(Location labeling records)
= = = = =
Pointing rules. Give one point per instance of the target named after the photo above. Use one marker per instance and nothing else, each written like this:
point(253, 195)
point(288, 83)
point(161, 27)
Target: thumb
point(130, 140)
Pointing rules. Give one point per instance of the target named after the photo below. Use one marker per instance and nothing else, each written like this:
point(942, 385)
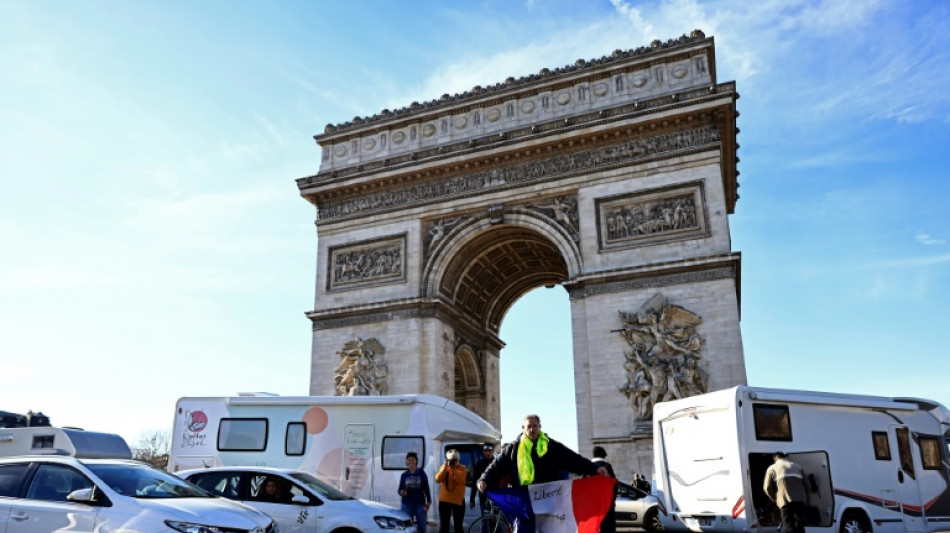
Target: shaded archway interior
point(498, 267)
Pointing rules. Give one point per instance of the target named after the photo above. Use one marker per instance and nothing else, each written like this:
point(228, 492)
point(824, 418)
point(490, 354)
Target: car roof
point(55, 458)
point(265, 469)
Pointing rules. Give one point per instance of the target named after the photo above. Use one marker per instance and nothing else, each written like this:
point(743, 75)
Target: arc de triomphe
point(612, 177)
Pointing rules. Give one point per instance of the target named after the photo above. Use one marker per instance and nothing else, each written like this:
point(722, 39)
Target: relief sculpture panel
point(652, 216)
point(664, 358)
point(362, 370)
point(563, 210)
point(367, 263)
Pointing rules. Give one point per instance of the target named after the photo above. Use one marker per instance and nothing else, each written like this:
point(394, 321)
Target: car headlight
point(389, 522)
point(187, 527)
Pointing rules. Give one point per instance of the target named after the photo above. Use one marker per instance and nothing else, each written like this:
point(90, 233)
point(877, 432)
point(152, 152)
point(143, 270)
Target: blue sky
point(154, 245)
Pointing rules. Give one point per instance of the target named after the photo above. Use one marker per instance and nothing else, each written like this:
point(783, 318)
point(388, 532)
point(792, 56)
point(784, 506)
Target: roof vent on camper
point(12, 420)
point(36, 419)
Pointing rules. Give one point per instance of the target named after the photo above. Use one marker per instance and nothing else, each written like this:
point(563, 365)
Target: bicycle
point(493, 521)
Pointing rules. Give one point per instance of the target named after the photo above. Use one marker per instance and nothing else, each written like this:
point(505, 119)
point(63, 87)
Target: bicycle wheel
point(489, 524)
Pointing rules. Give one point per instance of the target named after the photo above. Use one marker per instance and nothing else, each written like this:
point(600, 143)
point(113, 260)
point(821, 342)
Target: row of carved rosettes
point(648, 80)
point(479, 91)
point(625, 153)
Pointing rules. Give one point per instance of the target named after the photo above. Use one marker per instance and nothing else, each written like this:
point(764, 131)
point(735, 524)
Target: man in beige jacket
point(785, 485)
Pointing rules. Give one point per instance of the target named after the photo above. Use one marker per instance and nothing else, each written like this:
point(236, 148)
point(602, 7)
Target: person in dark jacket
point(414, 489)
point(535, 458)
point(609, 525)
point(488, 454)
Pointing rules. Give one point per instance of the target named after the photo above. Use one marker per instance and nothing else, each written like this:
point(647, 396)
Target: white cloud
point(927, 240)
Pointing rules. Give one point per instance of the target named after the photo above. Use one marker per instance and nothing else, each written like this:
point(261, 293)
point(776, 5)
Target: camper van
point(872, 463)
point(357, 444)
point(48, 440)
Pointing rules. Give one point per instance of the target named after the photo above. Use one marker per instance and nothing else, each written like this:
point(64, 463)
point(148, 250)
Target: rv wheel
point(854, 522)
point(651, 521)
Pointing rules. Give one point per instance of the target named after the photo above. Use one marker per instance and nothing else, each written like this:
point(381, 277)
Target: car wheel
point(854, 522)
point(651, 521)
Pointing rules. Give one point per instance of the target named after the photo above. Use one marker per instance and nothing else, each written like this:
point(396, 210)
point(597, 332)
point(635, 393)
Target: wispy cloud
point(927, 240)
point(916, 262)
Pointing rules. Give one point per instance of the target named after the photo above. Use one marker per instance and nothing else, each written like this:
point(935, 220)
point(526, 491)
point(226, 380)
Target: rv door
point(356, 476)
point(907, 470)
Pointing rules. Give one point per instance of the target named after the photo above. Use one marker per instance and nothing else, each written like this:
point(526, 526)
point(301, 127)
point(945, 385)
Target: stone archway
point(612, 177)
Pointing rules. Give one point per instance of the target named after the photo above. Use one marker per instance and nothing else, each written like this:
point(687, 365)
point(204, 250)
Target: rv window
point(295, 441)
point(882, 448)
point(772, 422)
point(396, 448)
point(42, 441)
point(903, 450)
point(242, 434)
point(10, 477)
point(929, 452)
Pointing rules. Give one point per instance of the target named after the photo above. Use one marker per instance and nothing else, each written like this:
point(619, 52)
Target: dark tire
point(489, 524)
point(854, 522)
point(651, 521)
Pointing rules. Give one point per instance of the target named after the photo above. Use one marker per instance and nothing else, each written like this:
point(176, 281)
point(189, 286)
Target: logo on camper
point(196, 421)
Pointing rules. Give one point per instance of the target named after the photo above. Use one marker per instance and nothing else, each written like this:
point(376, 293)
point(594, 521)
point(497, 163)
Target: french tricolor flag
point(569, 506)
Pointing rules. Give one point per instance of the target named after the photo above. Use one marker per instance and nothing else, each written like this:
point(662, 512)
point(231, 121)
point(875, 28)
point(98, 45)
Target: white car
point(302, 502)
point(39, 494)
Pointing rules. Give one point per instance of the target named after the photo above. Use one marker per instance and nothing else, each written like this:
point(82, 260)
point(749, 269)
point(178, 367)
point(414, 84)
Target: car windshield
point(319, 487)
point(630, 492)
point(143, 481)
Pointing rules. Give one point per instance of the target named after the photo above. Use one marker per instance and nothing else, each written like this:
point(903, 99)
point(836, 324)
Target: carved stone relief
point(362, 370)
point(646, 217)
point(367, 262)
point(563, 210)
point(663, 362)
point(433, 231)
point(586, 161)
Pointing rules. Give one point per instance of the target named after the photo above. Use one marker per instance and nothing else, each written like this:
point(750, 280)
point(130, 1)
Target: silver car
point(636, 510)
point(299, 502)
point(39, 494)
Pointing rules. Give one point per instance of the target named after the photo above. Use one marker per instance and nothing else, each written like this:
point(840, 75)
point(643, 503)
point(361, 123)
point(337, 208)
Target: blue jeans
point(417, 513)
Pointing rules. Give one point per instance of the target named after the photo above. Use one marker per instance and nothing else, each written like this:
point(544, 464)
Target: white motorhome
point(355, 443)
point(872, 463)
point(48, 440)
= = = = =
Reproduce the whole listing above word for word, but not its pictures.

■ Full response:
Pointing rules. Give one point per instance of the target named after the photo above. Use one marker per instance and nothing else, each written like this:
point(253, 195)
point(288, 83)
point(161, 27)
Target: thumb
point(130, 140)
Pointing rules. Give one point per instance of the target named after the photo below. Use one marker per instance and nothing else, each written like this:
point(942, 385)
Target: shaded archway interior
point(498, 267)
Pointing rules. Give one point per instance of the target named after the photo above. Use one marker per instance and nothing else, each written like this:
point(228, 492)
point(824, 418)
point(490, 354)
Target: car roof
point(55, 458)
point(265, 469)
Pointing rules. Give one point per instance of the target named after the photo above. Use one marker per instance and nothing else, each written like this:
point(743, 75)
Target: arc de triomphe
point(612, 177)
Pointing rules. Give one point per instance of the target named after the photo above. Use one marker per instance and nothing else, each written like this:
point(722, 39)
Target: relief sculpture panel
point(652, 216)
point(664, 358)
point(362, 370)
point(563, 210)
point(367, 263)
Pointing rules. Give one point per instance of the target named after the photo above. Use one marker per instance and nothing else, each written like this:
point(394, 321)
Target: car headlight
point(389, 522)
point(187, 527)
Pointing rules. Give one point per instance of the target named after the photo above. Use one marker per instance and nothing else, each written like this:
point(90, 233)
point(877, 432)
point(152, 152)
point(143, 270)
Target: blue sky
point(154, 245)
Pointing rules. Give one point per instance of the target named after the photo above. Use one marker per instance and nothing else, each written like this:
point(783, 318)
point(388, 532)
point(792, 56)
point(784, 506)
Target: roof vent on camper
point(12, 420)
point(36, 419)
Pointing rules. Give one point per instance of the target named after the photo above. Use one marker per instance and nothing else, each written like this:
point(563, 365)
Target: bicycle
point(493, 521)
Pointing rules. Give one point per instance of the target named after the photo above. Use one marker per instance and nothing else, each written like this:
point(505, 119)
point(63, 87)
Target: bicycle wheel
point(489, 524)
Pointing rules. Give one point per instance of the target named after the photo above. Use one marker per instance and nothing else, each written like this:
point(600, 143)
point(113, 260)
point(821, 342)
Target: row of carved rosettes
point(648, 80)
point(479, 91)
point(625, 153)
Pointing rules. Give one point per instance of the target named after the photo above. Use one marker per instance and nothing else, each written like this:
point(764, 131)
point(735, 524)
Target: man in beige jacket
point(785, 485)
Pointing rules. Give one point per instance of the target named after the photo above. Use one marker per instance and nothing else, each written like this:
point(236, 148)
point(602, 7)
Target: person in dark jacket
point(414, 489)
point(535, 458)
point(609, 525)
point(488, 454)
Pointing rules. Give one point per instance of the target named after the photo above. Use one marker per instance and nothing else, each written like this:
point(647, 396)
Target: white cloud
point(927, 240)
Pointing rules. Give one point per instance of the target named after the photo above. Use one marker per instance and nothing else, each written like this:
point(261, 293)
point(776, 5)
Target: camper van
point(872, 463)
point(357, 444)
point(48, 440)
Pointing rules. Give one point per instance of the target named after the photo above. Use one marker per instance and nothing else, each written like this:
point(64, 463)
point(148, 250)
Target: rv wheel
point(854, 522)
point(651, 521)
Pointing rules. Give one point per instance of the target named after the photo above. Use one marker per instance and nothing else, each written like this:
point(381, 277)
Target: car wheel
point(854, 522)
point(651, 521)
Pointing rules. Give one point per instance of the target named after the photo above. Use one marker per instance and nothing else, each written like this:
point(396, 210)
point(597, 332)
point(635, 393)
Target: wispy cloud
point(927, 240)
point(916, 262)
Pointing rules. Give one point per instance of the target named after the photo above. Use one marker per instance and nothing else, each written like this:
point(935, 220)
point(526, 491)
point(226, 380)
Target: rv door
point(356, 476)
point(907, 470)
Pointing rules. Give one point per instance of the target named after the photo above. Use one marker per instance and nothing else, each written like this:
point(526, 526)
point(301, 127)
point(945, 385)
Target: stone archway
point(612, 177)
Pointing rules. Give one point per instance of the target named after the photo above. Use one marker per instance and nothing else, each written like this:
point(687, 365)
point(204, 250)
Target: rv window
point(295, 441)
point(882, 448)
point(772, 422)
point(396, 448)
point(42, 441)
point(903, 450)
point(242, 434)
point(10, 477)
point(929, 452)
Pointing rules. Give one point per instance of the target named after the photo above. Use one marker per instance and nothing else, each written like this:
point(619, 52)
Target: dark tire
point(489, 524)
point(854, 522)
point(651, 521)
Pointing rules. Give one point per instance of the target named after the photo above. Use one marker per instance and nothing else, each written like this:
point(176, 281)
point(189, 286)
Target: logo on camper
point(196, 421)
Pointing rules. Give one point per instance of the target named after the photo above. Use one marker per instance and nothing else, each written like this:
point(376, 293)
point(594, 521)
point(497, 163)
Target: french tricolor flag
point(569, 506)
Pointing rules. Give one point per instance of the target named after the photo above. Use one marker per instance and nothing else, each written like this:
point(662, 512)
point(231, 121)
point(875, 28)
point(98, 45)
Target: white car
point(302, 502)
point(39, 494)
Pointing rules. Give one point per instance of the target named after the photo above. Use one marker per instance and nothing else, each written like this:
point(82, 260)
point(749, 269)
point(178, 367)
point(414, 84)
Target: car windshield
point(319, 487)
point(630, 492)
point(143, 481)
Pointing rules. Give one point per instance of the target named after the photo above. Use one marker per instance and nothing else, each written like this:
point(903, 99)
point(836, 324)
Target: carved stone relief
point(362, 370)
point(646, 217)
point(367, 262)
point(563, 210)
point(663, 362)
point(433, 231)
point(586, 161)
Pointing rules. Give one point per instance of the target named after the photo above. Use one marker per instance and nothing else, each written like this:
point(750, 280)
point(130, 1)
Target: silver car
point(636, 510)
point(299, 502)
point(39, 494)
Pointing rules. Give one point per instance of the target named after the photo above. Use one marker per instance and nothing else, each written like this:
point(840, 75)
point(643, 503)
point(361, 123)
point(337, 208)
Target: blue jeans
point(417, 513)
Pointing rules. Give one point per instance of the target named after the photo above. Use one marker per instance and nothing else, each written like this:
point(544, 464)
Target: white motorhome
point(355, 443)
point(872, 463)
point(48, 440)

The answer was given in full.